Exercise prompt: Word for word, repeat the lines of the records from the one containing "Would you be willing to put a dot on the sunlight" through the last line, both included.

[Excerpts from point annotation data]
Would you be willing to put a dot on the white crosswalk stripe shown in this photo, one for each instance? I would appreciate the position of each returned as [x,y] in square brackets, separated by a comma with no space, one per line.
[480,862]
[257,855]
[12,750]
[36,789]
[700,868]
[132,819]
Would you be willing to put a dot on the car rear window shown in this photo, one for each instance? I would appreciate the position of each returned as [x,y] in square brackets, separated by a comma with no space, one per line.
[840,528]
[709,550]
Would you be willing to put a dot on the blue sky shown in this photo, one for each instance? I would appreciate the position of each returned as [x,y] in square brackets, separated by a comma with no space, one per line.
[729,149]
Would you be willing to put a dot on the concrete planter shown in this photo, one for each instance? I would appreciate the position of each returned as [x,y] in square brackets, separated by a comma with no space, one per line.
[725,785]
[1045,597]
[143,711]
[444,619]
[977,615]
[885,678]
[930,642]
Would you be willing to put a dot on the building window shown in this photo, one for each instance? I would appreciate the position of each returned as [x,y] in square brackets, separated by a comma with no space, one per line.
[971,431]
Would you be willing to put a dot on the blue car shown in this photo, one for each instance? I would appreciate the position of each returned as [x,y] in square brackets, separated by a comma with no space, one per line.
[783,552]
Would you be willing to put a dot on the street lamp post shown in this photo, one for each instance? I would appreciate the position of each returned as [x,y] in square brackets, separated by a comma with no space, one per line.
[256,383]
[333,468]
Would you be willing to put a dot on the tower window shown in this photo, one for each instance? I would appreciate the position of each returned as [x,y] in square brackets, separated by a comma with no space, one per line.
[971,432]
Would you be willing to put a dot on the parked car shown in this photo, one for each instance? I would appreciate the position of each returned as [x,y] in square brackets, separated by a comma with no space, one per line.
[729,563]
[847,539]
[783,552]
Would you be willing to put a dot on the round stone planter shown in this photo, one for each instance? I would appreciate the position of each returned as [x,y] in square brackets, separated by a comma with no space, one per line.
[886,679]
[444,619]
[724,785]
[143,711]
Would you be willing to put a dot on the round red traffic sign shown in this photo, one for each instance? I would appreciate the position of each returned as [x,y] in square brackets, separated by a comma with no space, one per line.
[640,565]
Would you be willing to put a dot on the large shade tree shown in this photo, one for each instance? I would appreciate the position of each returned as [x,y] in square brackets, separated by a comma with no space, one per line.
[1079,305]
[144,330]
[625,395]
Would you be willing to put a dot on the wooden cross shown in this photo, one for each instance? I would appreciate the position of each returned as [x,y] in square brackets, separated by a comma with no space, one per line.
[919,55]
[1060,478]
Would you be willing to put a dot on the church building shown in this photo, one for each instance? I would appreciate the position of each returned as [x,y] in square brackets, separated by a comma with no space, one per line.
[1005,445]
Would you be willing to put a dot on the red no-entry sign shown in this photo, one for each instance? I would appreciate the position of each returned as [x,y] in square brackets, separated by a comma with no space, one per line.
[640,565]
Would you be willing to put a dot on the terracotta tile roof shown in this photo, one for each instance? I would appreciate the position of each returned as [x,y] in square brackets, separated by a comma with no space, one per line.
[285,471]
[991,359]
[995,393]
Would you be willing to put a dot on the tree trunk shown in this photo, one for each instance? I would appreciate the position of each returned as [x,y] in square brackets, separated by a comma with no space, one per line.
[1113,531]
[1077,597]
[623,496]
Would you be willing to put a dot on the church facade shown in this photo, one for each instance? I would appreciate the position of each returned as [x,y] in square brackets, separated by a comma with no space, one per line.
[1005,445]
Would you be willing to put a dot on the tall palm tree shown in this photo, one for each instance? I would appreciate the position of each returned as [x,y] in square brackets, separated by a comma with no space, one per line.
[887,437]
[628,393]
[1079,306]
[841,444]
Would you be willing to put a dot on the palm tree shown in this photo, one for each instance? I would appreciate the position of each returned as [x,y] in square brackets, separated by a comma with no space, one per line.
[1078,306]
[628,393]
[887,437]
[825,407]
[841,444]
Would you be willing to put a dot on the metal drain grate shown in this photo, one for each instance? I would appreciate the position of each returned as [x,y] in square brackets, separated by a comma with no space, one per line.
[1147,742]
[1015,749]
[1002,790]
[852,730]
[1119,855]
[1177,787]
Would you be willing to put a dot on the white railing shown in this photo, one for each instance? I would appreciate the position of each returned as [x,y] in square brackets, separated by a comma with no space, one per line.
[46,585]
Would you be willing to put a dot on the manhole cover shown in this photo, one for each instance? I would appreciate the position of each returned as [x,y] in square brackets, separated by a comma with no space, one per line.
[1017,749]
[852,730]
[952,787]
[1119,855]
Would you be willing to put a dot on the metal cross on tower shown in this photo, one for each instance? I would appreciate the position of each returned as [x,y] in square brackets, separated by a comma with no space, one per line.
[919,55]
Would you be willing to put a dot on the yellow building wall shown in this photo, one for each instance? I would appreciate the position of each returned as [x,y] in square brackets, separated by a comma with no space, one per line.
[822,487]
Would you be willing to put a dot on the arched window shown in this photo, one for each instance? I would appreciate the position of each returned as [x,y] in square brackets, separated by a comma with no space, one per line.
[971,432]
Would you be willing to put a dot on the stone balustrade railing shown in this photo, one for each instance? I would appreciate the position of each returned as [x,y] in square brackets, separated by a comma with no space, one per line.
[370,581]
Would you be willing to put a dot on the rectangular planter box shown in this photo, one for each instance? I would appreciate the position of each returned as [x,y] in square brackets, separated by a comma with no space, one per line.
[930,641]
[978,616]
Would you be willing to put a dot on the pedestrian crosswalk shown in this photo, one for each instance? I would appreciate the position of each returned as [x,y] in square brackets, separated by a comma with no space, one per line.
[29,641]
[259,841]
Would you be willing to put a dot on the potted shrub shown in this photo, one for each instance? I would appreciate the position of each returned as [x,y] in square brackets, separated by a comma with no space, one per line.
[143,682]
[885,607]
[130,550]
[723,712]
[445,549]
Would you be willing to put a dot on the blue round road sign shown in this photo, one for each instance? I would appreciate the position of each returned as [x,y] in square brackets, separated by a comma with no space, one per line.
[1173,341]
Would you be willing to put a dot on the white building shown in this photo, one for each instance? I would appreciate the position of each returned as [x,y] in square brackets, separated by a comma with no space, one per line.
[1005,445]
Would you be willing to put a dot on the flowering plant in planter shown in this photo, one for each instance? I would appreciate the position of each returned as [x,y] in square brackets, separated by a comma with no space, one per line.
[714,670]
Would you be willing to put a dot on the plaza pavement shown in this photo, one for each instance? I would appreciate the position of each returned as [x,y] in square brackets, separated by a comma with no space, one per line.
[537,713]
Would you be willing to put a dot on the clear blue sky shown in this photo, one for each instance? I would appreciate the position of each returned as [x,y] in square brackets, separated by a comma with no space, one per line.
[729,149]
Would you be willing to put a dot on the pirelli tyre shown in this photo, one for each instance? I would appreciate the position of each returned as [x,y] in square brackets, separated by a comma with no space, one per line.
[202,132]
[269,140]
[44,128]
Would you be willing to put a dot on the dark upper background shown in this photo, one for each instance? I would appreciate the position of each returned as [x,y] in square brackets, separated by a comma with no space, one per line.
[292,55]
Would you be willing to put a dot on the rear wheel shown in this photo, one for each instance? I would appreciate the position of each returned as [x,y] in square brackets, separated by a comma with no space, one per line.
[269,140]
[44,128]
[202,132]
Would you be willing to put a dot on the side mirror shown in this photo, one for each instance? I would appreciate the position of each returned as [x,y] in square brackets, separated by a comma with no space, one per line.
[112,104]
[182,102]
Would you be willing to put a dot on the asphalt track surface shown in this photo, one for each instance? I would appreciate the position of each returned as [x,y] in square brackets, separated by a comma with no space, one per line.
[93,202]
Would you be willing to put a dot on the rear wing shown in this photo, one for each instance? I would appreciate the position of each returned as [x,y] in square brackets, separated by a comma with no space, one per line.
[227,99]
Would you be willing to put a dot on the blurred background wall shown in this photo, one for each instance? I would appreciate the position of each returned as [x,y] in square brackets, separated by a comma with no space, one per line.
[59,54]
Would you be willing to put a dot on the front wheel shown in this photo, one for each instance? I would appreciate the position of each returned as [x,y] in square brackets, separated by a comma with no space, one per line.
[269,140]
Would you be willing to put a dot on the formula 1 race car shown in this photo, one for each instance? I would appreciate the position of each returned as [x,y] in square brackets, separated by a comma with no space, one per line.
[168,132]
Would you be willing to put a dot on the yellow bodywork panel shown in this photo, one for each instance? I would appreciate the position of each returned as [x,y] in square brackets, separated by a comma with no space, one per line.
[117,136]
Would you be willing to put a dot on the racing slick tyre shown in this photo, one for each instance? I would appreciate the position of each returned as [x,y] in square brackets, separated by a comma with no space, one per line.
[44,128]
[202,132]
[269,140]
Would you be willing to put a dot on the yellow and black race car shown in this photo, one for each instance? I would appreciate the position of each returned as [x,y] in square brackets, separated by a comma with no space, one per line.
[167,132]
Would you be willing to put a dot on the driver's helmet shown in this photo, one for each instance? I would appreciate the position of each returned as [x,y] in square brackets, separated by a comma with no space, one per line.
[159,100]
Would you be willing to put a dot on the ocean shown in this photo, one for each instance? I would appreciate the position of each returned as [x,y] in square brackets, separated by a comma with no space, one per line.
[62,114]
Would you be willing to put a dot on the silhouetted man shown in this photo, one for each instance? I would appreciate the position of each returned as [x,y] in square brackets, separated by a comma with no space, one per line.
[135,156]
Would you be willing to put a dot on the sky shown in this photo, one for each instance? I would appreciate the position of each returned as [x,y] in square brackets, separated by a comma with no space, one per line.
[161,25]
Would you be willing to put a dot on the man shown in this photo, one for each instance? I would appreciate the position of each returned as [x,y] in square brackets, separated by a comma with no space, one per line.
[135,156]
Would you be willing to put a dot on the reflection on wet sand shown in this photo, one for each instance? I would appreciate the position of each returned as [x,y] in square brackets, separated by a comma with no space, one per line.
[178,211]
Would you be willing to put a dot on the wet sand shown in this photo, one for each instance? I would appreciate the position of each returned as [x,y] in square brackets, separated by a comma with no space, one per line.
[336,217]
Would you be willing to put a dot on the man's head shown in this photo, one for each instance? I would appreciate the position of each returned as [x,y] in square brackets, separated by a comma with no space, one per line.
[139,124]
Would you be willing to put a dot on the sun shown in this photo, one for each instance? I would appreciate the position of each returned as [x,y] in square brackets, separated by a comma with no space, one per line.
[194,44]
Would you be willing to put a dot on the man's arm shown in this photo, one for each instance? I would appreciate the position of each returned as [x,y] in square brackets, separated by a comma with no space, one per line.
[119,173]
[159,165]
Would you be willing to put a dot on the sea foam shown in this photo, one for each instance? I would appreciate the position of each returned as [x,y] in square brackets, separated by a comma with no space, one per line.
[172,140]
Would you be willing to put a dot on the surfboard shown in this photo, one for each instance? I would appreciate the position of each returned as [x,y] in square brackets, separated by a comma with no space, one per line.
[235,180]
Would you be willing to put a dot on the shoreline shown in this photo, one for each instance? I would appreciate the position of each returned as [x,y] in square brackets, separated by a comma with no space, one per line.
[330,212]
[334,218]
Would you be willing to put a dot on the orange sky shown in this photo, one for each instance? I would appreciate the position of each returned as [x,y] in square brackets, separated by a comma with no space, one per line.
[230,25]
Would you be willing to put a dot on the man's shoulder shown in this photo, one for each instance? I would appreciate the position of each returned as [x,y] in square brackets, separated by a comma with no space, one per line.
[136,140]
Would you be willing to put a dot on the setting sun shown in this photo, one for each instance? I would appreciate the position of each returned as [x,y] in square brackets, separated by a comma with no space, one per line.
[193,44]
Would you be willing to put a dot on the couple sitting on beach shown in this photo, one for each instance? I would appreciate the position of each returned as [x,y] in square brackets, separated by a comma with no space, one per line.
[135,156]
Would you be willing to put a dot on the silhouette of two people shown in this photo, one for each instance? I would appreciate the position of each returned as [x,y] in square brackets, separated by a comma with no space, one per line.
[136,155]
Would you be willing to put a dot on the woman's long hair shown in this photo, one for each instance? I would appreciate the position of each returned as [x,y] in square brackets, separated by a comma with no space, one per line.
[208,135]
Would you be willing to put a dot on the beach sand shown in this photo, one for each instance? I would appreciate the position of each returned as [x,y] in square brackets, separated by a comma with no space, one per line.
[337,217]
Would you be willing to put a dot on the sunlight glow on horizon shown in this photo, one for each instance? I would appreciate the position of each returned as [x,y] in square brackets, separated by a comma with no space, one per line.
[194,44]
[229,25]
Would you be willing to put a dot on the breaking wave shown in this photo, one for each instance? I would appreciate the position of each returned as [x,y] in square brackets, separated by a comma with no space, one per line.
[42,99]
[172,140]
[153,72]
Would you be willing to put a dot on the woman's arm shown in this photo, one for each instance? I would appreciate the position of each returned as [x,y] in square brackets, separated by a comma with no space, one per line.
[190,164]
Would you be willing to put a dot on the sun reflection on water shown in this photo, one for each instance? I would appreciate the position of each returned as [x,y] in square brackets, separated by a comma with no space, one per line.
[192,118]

Right answer:
Would you be willing to put a dot on the sunlight glow on horizon shown in this photo, one for each instance? I would appreciate the position of each returned as [x,y] in square brackets, separated by a comma with no space, one per line.
[194,44]
[229,25]
Would you be willing to put a dot on the breaking wave shown in this photo, one for each instance? I would appreciate the position of each returned as [x,y] in square brackets, separated by a comma with no space, one per line.
[42,99]
[172,140]
[153,72]
Would you be willing to put a dot on the woman's arm shown in this photo, one for each instance? I would appreciate the position of each returned as [x,y] in square brackets, separated by a comma with no space, one per line.
[190,164]
Would you be willing to put a dot on the sun reflection on water shown in this photo, one for each instance? I would appreciate the position of each returned as [x,y] in square brackets, separated by a comma with no space, one per line.
[192,118]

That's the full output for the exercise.